Extracted data entries:
★ ★ ★

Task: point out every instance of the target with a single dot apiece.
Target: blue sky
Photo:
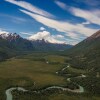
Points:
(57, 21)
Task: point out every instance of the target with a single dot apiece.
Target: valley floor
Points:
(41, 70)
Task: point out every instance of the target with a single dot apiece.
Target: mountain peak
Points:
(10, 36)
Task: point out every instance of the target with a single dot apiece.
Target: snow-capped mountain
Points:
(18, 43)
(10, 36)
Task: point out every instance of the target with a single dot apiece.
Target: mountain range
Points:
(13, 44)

★ ★ ★

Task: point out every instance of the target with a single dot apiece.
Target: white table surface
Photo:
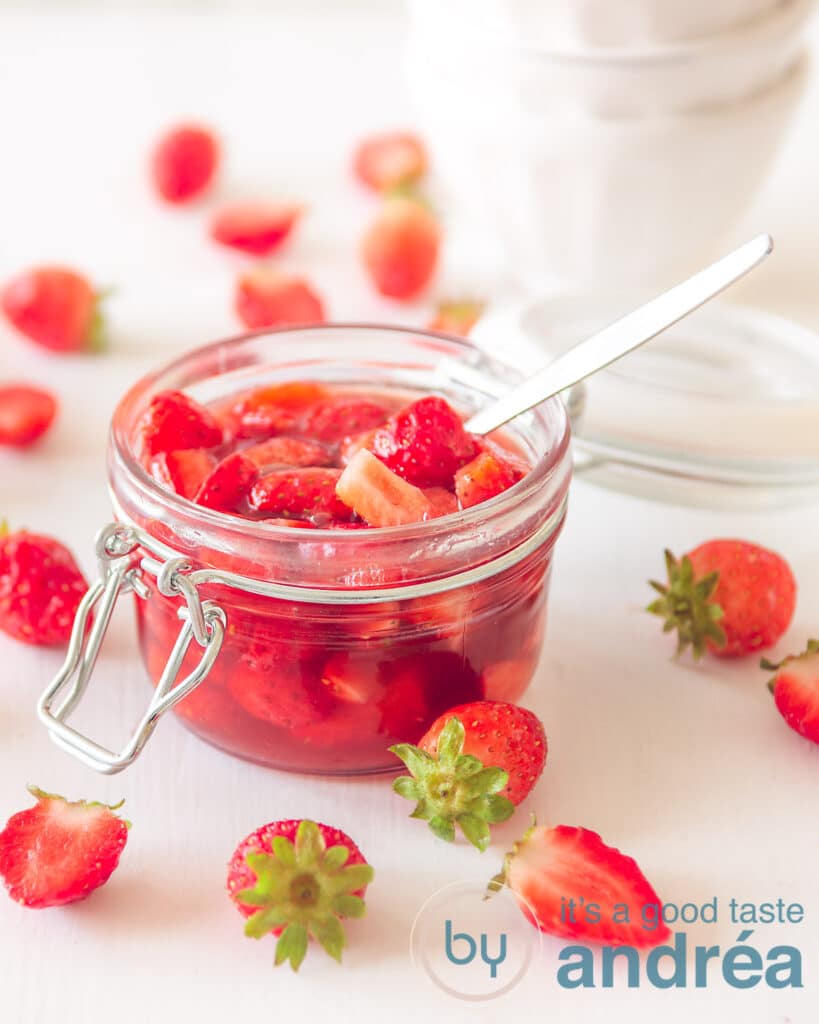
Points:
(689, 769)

★ ★ ★

## Work order
Check the records above and copy each line that has the string "mountain".

## Written answer
Target: mountain peak
Target: snow-capped mountain
Target: mountain range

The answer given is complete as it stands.